**PAGE TEXT**

● ● ● ● ●

Solana takes a more flexible and chaotic approach to instruction encoding. Unlike Ethereum, which uses a standardized ABI to describe how smart contracts serialize and deserialize data, Solana leaves that responsibility entirely up to each program. Unless the program author provides enough information, there's no standard ABI, no consistent encoding scheme, and no built-in way to decode instruction data.`

Some programs—particularly those built with the Anchor framework—automatically generate an IDL (Interface Definition Language file). IDLs describe a program's public interface: its instructions, arguments, accounts, return types, and events. They serve a similar purpose to Ethereum's ABI, acting as a bridge between raw bytes and meaningful structure. However, unlike ABIs, IDLs are not universally adopted in the Solana ecosystem. And even when available, they often lack the detail needed for complete runtime decoding—especially when programs use custom serialization or non-standard patterns.

This lack of a universal guide makes decoding Solana data more challenging—especially when building general-purpose data pipelines or explorers—but it's still entirely possible with the proper tooling.

● ● ● ● ●

**LISTED RECORDS**
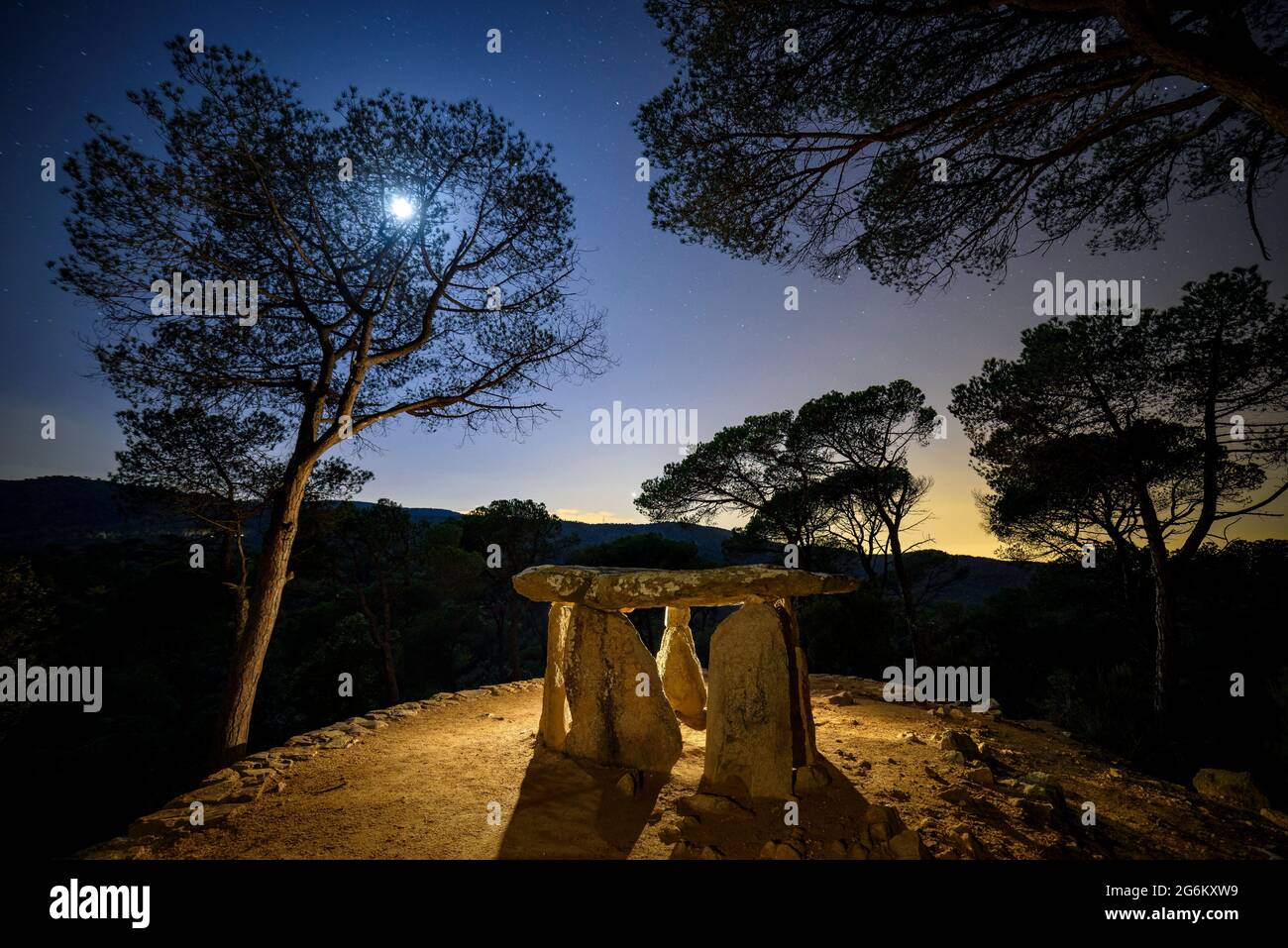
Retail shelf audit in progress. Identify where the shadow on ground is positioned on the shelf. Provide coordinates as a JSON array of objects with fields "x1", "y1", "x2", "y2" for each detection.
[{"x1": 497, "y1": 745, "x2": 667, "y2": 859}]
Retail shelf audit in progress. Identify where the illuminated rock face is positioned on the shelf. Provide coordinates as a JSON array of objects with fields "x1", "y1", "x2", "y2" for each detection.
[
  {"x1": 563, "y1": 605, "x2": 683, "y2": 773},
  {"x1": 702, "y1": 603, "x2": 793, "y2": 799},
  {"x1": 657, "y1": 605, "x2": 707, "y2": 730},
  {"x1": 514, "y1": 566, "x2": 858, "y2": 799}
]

● ● ● ● ●

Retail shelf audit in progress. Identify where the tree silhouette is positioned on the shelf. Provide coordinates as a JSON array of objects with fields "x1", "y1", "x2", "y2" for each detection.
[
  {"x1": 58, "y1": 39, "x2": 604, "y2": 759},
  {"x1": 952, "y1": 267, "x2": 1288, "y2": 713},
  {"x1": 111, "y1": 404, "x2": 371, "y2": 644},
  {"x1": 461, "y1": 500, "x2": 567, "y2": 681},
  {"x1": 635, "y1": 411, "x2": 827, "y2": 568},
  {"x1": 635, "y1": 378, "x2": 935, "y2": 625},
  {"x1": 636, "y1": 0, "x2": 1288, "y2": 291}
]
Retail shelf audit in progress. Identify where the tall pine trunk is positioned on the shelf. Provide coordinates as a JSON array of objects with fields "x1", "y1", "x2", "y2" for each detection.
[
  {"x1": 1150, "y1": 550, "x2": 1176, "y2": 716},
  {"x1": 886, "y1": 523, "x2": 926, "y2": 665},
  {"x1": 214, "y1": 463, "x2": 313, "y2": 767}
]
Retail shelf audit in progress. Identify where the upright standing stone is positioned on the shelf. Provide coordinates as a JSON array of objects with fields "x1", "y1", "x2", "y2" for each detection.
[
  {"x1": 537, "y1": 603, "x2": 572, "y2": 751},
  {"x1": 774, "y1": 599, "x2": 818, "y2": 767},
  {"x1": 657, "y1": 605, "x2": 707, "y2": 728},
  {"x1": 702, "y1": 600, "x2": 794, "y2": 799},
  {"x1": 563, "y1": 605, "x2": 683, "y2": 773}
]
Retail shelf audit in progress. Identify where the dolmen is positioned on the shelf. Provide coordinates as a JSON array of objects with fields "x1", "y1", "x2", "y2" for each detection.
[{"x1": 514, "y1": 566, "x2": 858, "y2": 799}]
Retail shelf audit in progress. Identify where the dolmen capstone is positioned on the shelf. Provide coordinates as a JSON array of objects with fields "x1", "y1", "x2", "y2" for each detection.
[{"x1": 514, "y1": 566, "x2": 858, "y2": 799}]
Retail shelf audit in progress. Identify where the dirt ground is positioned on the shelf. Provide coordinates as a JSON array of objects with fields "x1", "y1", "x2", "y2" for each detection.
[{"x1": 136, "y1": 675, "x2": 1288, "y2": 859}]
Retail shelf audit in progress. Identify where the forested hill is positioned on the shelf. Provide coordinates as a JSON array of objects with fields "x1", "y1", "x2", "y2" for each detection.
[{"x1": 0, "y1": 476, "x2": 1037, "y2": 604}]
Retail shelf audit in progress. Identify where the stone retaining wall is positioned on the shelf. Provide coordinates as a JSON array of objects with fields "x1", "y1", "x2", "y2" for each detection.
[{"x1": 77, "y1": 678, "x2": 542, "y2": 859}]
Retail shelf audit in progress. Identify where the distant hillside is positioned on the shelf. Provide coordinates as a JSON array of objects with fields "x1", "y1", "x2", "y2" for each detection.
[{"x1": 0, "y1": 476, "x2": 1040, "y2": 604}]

● ● ● ● ●

**SET TASK 1**
In the passage on Solana instruction encoding, repeat the stretch from "Some programs—particularly those" through "or non-standard patterns." word for word.
**SET TASK 2**
According to the passage on Solana instruction encoding, what parts of a program's public interface does an IDL describe? List them all.
**SET TASK 3**
Take the passage on decoding Solana instruction data further, picking up after its final sentence.

**TASK OUTPUT 1**
Some programs—particularly those built with the Anchor framework—automatically generate an IDL (Interface Definition Language file). IDLs describe a program's public interface: its instructions, arguments, accounts, return types, and events. They serve a similar purpose to Ethereum's ABI, acting as a bridge between raw bytes and meaningful structure. However, unlike ABIs, IDLs are not universally adopted in the Solana ecosystem. And even when available, they often lack the detail needed for complete runtime decoding—especially when programs use custom serialization or non-standard patterns.

**TASK OUTPUT 2**
Instructions, arguments, accounts, return types, events

**TASK OUTPUT 3**
Cherry SVM decoding

Part of Cherry's cherry-core toolkit, cherry-svm-decode, is a Rust library with Python bindings that decodes raw Solana instruction data at runtime using user-defined instruction signatures.

These signatures objects serve as decoding blueprints: they describe the expected structure of an instruction — including the name, type, and length of each parameter — allowing the pipeline to parse and interpret the raw byte data reliably.

Users can construct these signatures by gathering information from a variety of sources:

Published IDLs (when available)
Program source code (typically in Rust)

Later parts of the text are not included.